WHAT YOU NEED TO DO >>
From the excerpt on hernia surgery access below, extract the stretch from "Approximately 78,733 groin" through "elective hernia surgery.", copying it word for word.

The Royal College of Surgeons and the British Hernia Society report that 57 per cent of clinical commissioning groups (CCGs) are denying patients quick access to the procedure, despite surgery being the only curative treatment for patients with a groin hernia. A groin hernia can cause pain and lead to severe complications if untreated.
Approximately 78,733 groin hernia procedures were carried out in hospitals in England in 2016-17, with 3,700 of these patients having to be operated on in emergency because their symptoms were so serious. According to the two health bodies, if a patient is treated as an emergency the mortality rate is seven times higher than elective hernia surgery.
David Sanders of the British Hernia Society said: “The decision to operate should always be taken in consideration of the risks and benefits after full discussion with the patient. It is simply not acceptable to justify restrictive criteria as best practice. This denies patients access to a procedure that potentially limits pain and improves quality of life.
“Hernias do not increase in size in a smooth fashion, with some months seeing significant growth and others seeing limited or no growth. This makes it difficult to assess, using a blunt CCG policy, exactly when a patient may require surgery. Additionally, a patient may not have a history of incarceration but could still suffer from debilitating pain that can have an impact on his or her quality of life. The NHS has to be very clear about what it offers. Does it want a value for money service with quality and safety as a priority, or a rationed service that will inevitably put some patients at risk?"
Susan Hill, senior vice president of the Royal College of Surgeons, said: “It is an absolute disgrace that some patients have to demonstrate what could be a life-threatening complication of a hernia, which is one of the most straightforward surgical conditions to treat. Instead of asking patients to prove their pain, Ministers and NHS England should immediately intervene to allow patients to talk to their surgeon about whether they need an operation. Allowing commissioning groups, not patients with their surgeon, to make a decision to operate is putting patients at unnecessary risk of serious complications.”

INFORMATION PROVIDED >>
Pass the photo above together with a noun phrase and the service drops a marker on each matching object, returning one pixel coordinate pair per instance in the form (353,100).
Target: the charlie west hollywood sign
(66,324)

TASK ANSWER >>
Approximately 78,733 groin hernia procedures were carried out in hospitals in England in 2016-17, with 3,700 of these patients having to be operated on in emergency because their symptoms were so serious. According to the two health bodies, if a patient is treated as an emergency the mortality rate is seven times higher than elective hernia surgery.